- _EXERCISE REQUIREMENTS_
Continue the excerpt on losing excess weight from its last sentence.

----- EXTRACTED TEXT -----

What to Do About Excess Weight

Edward L. Schneider, MD (Dean, Leonard Davis School of Gerontology, University of Southern California)
July 18, 2003

This is the second part of extracts on losing weight from Dean Schneider's book "AgeLess", in which his New Weight Rules #4 & #5 are discussed. Robert Griffith, Editor.


You can buy AgeLess at Amazon, just click here

New Weight Rule #4: If You Do Need to Lose Weight, Do It Wisely

By now you understand that weight can work both ways. The AgeLess strategy is to stay trim for good health in your early and middle years and allow a few pounds to cushion you in your older age.

If you scored 100 on the weight LQ quiz, skip this section. Those who scored 90 should read on to find out about how to keep pounds from accumulating in the future. If your weight LQ rates 80 or lower, it's time to reduce. Fortunately, the days of drastic diet recommendations are pretty much past. Current evidence shows that small increments of weight loss may be your best bet for treating most medical conditions. Losing just 10% of body weight is the benchmark goal for improving health among those in the range of risk. Such moderate weight loss is so effective that more radical regimens are generally only recommended in extreme cases, after the initial weight loss has stabilized. In fact, evidence that losing more than 10 percent of body weight may reduce metabolic rate and help explain why it can be so difficult to maintain larger losses.

----- RECORDS -----

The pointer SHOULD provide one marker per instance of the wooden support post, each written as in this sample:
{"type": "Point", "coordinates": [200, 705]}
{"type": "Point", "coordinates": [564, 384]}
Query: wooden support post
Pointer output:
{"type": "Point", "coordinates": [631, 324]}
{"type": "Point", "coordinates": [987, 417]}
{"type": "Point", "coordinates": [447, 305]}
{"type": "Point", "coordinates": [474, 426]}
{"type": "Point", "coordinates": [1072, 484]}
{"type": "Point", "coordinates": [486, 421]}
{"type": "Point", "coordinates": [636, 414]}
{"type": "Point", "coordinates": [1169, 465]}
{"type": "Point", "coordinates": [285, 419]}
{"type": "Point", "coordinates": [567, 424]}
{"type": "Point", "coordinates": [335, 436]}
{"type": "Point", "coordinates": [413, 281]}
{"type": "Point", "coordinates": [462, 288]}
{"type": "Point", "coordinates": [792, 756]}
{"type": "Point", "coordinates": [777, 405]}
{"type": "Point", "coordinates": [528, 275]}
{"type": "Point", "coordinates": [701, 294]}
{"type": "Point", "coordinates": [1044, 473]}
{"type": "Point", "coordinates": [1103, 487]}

-----

- _RESULT FOR THIS EXERCISE_
Before you embark on a weight-loss program, it's important to do a little planning. Here are three advance steps that will help you achieve your goal.

1. Assess your motivation
The question is, "Why diet?" When your answer penetrates beyond surface appearances and social pressures to encompass the deeper payoff of a healthy body weight, you're ready to go. If your goal includes enjoying better health and energy today, preventing debilitating disease in the future, and maximizing your healthspan, you're prepared to take the plunge.

Rate your weight-loss motivation by answering each of the following questions. For questions 2 to 5, rate each item on a scale of 1 to 5, with 5 being the highest or most important.

1. Number of previous weight-loss attempts _________
2. Desire to improve health and longevity _________
3. Support from family, friends, and workplace _________
4. Willingness and ability to exercise _________
5. Time available for attention to diet and exercise _________
6. Length of honest commitment to keeping the weight off (0: haven't thought about it; 1: 6 months or less; 2: 6 months to 1 year; 3: 1 to 2 years; 4: more than 2 years; 5: for life) _________
To score, add up your points for questions 2 to 6. Subtract your points for question 1.
Your total score = _________


Your Score Diet Readiness Rating
20 - 25 Go for it! You're motivated for lasting success.
15 - 19 You have some prep work to do. Take the time to examine your motivation and resources and make the small adjustments necessary for permanent results.
10 - 14 Do you really want to do this? You need to break down your barriers before you undertake your diet.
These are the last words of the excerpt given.